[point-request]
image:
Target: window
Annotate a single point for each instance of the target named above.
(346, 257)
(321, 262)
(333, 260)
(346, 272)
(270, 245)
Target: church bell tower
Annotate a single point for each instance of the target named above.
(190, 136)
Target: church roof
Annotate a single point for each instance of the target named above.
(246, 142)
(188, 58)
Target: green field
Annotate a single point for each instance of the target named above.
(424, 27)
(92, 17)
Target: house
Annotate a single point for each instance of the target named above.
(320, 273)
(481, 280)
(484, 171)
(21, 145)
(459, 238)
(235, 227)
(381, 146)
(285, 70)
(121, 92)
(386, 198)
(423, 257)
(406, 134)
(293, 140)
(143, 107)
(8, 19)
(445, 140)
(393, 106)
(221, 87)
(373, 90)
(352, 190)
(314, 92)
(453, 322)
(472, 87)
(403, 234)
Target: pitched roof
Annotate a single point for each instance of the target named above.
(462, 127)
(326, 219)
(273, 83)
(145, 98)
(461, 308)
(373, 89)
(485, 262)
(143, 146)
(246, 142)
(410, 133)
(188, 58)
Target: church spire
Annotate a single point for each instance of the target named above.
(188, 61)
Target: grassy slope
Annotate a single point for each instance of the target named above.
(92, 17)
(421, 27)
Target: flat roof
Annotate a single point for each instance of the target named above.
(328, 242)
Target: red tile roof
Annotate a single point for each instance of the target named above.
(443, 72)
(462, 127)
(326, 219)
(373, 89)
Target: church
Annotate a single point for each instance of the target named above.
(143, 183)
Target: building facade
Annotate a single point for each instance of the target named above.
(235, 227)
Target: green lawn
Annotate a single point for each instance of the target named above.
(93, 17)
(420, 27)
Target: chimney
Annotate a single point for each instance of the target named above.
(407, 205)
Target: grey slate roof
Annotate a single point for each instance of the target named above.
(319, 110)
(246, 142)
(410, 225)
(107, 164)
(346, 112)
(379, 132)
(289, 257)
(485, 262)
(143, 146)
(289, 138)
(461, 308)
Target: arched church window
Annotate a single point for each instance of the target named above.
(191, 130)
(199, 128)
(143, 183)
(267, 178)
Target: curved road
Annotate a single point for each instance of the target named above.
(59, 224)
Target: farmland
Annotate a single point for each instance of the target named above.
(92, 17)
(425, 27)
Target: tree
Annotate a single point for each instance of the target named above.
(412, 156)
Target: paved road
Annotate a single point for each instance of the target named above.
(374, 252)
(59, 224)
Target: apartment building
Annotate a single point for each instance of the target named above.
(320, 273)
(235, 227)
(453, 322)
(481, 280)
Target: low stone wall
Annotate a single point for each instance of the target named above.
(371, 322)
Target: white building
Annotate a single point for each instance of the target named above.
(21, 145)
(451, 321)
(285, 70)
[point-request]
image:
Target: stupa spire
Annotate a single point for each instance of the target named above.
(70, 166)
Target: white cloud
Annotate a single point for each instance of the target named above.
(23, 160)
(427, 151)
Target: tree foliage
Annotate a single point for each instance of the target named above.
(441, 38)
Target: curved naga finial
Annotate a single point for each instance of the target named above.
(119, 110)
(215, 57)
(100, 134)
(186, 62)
----
▶ WHAT IS ASKED
Each record above must be given again exactly.

▶ SOLUTION FOR THIS PROBLEM
[point-request]
image:
Target: window
Annotate a single point for each instance of the target named above.
(346, 257)
(321, 262)
(333, 260)
(346, 272)
(270, 245)
Target: church bell tower
Annotate a single point for each instance of the target named above.
(190, 136)
Target: church roof
Annotate a single point for each instance of the target named above.
(246, 142)
(188, 58)
Target: green field
Annotate a single point for each instance of the target named above.
(424, 27)
(92, 17)
Target: house
Annotate a single point for each instance of the target named above.
(320, 273)
(481, 280)
(484, 171)
(21, 145)
(459, 238)
(235, 227)
(381, 146)
(285, 70)
(121, 92)
(386, 198)
(423, 257)
(406, 134)
(293, 140)
(143, 107)
(8, 19)
(445, 140)
(393, 106)
(221, 87)
(373, 90)
(352, 190)
(314, 92)
(453, 322)
(472, 87)
(403, 234)
Target: pitched roof
Annotate a single point for each instance of the target named above.
(462, 127)
(326, 219)
(273, 83)
(145, 98)
(461, 308)
(373, 89)
(485, 262)
(143, 146)
(246, 142)
(410, 133)
(188, 58)
Target: church spire
Annotate a single point for each instance of the target named above.
(188, 61)
Target: grassy slope
Annotate a single point for each instance of the target named above.
(92, 17)
(421, 27)
Target: flat roof
Annotate a single point for each instance of the target named above.
(328, 242)
Target: red tile roof
Annotate a single point for each instance of the target named above.
(443, 72)
(462, 127)
(326, 219)
(373, 89)
Target: church
Annotate a single point for each instance of the target named above.
(143, 183)
Target: building facade
Annotate a single point for each instance of the target named above.
(235, 227)
Target: green lawn
Annotate a single point for each instance of the target named above.
(93, 17)
(420, 27)
Target: chimney
Annotate a single point for each instance of the target named above.
(407, 205)
Target: grey slate roof
Annotate a single point for each instance of the target named above.
(319, 110)
(246, 142)
(410, 225)
(107, 164)
(346, 112)
(379, 132)
(289, 257)
(485, 262)
(143, 146)
(289, 138)
(461, 308)
Target: arched church window
Annotate a single point for each instance of the target named above.
(191, 130)
(199, 128)
(143, 183)
(267, 178)
Target: curved road
Annotate a single point for each instance of the target named above.
(59, 224)
Target: farmland
Annotate a single point for each instance of the target named above.
(92, 17)
(425, 27)
Target: tree
Annotate a single point for each instance of the target named above.
(412, 156)
Target: paved road
Annotate a single point for each instance of the target named above.
(374, 252)
(59, 224)
Target: apartment building
Annotate a single point for each instance of the target named above.
(320, 273)
(235, 227)
(453, 322)
(481, 280)
Target: low stone wall
Annotate a single point for each instance of the target named above.
(371, 322)
Target: white building
Annotate a single point for each instance of the target named above.
(21, 145)
(451, 321)
(285, 70)
[point-request]
image:
Target: stupa spire
Annotate a single point for each instance of the target named above.
(70, 166)
Target: white cloud
Annotate a single point for each instance of the target named above.
(23, 160)
(427, 151)
Target: tree foliage
Annotate a single point for each instance of the target named above.
(441, 38)
Target: curved naga finial
Annotate a single point for each instance of the target named above.
(119, 110)
(215, 57)
(100, 134)
(186, 62)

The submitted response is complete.